━━━ Texto do documento

Um espetáculo cênico-musical que se baseia no som e nas sensações. O movimento é som, mas “tudo pode ser considerado como música se for pensado para ser ouvido como música”, segundo John Cage, um dos compositores mais influentes do século XX. Em “Silêncio, Som”, silêncio, som e acaso se encontram em uma só apresentação.
O espetáculo foi desenvolvido pela diretora teatral Renata Diefembach Gassen, egressa do curso de Artes Cênicas – Direção Teatral da Universidade Federal de Santa Maria (UFSM), formada em 2024. A ideia surgiu ainda durante a graduação, quando Renata observava músicos no Centro de Convenções da UFSM e se interessava pelos movimentos e expressões durante as execuções musicais. Ao conhecer a obra de John Cage — que, segundo ela, representa uma ruptura na música clássica —, percebeu que muito do que o compositor fazia no palco era, essencialmente, cênico. “Ele tem uma montagem, 4′33″, em que um músico está sentado ao piano e não toca nada. São 4 minutos e 33 segundos de silêncio”, explica Renata. Para ela, isso mostra como muitos músicos se tornam parte de seus próprios instrumentos.Então, a ideia surgiu: transformar músicos em performers.
“Como é a música quando eu caminho na rua? O som dos meus passos reverberam, o som das pessoas conversando na rua, a criação do burburinho. Todo esse caos do dia a dia pode ser interpretado como música”, comenta Renata sobre o estudo feito para entender a produção de música em todo lugar. Além disso, a autora buscou entender sobre como a produção de sons é vista atualmente, com a internet e o excesso de informações sonoras. Murray Schafer é uma referência para ela. O conjunto de sons vindos da poluição sonora e da velocidade da internet pode modificar a sensibilidade das pessoas para a música.

━━━━━━
━━━ Informações exibidas

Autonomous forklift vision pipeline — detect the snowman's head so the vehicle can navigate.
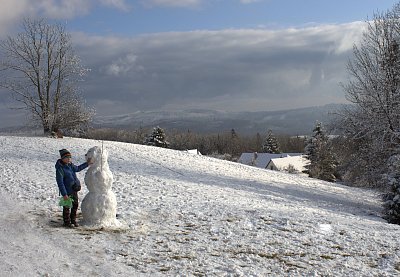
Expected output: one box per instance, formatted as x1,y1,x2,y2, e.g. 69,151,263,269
85,146,108,166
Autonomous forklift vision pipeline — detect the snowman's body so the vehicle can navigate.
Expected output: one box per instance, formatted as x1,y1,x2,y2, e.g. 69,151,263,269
81,146,120,227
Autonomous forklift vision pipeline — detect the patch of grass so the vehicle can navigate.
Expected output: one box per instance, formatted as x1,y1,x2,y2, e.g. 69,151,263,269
320,254,335,260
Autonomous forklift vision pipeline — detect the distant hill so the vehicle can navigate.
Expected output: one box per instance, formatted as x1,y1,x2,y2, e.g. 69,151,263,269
94,104,343,135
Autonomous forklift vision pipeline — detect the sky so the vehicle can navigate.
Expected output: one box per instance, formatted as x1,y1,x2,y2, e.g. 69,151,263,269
0,0,397,127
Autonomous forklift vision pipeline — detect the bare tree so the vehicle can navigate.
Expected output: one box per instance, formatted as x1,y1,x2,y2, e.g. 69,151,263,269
0,19,94,133
338,4,400,187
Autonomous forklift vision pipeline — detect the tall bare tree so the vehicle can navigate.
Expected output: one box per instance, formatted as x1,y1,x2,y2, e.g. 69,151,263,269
0,19,94,133
340,3,400,223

━━━━━━

» Enunciados das tarefas:
1: No texto sobre o espetáculo “Silêncio, Som”, repita sem alterações o trecho que abre com as palavras que contêm "Um espetáculo cênico-musical" e fecha com "uma só apresentação.".
2: Reescreva de forma mais breve o parágrafo do texto sobre o espetáculo “Silêncio, Som” que começa com “Como é a música quando eu caminho na rua?”, mantendo seus fatos principais.

» Respostas das tarefas:
1:
Um espetáculo cênico-musical que se baseia no som e nas sensações. O movimento é som, mas “tudo pode ser considerado como música se for pensado para ser ouvido como música”, segundo John Cage, um dos compositores mais influentes do século XX. Em “Silêncio, Som”, silêncio, som e acaso se encontram em uma só apresentação.

2: Renata estudou como a música é produzida em todo lugar. Para ela, o caos cotidiano da rua, com passos, conversas e burburinho, pode ser interpretado como música. Ela também buscou entender como a produção de sons é vista hoje, diante da internet e do excesso de informações sonoras, e tem Murray Schafer como referência. Os sons da poluição sonora e a velocidade da internet podem modificar a sensibilidade das pessoas para a música.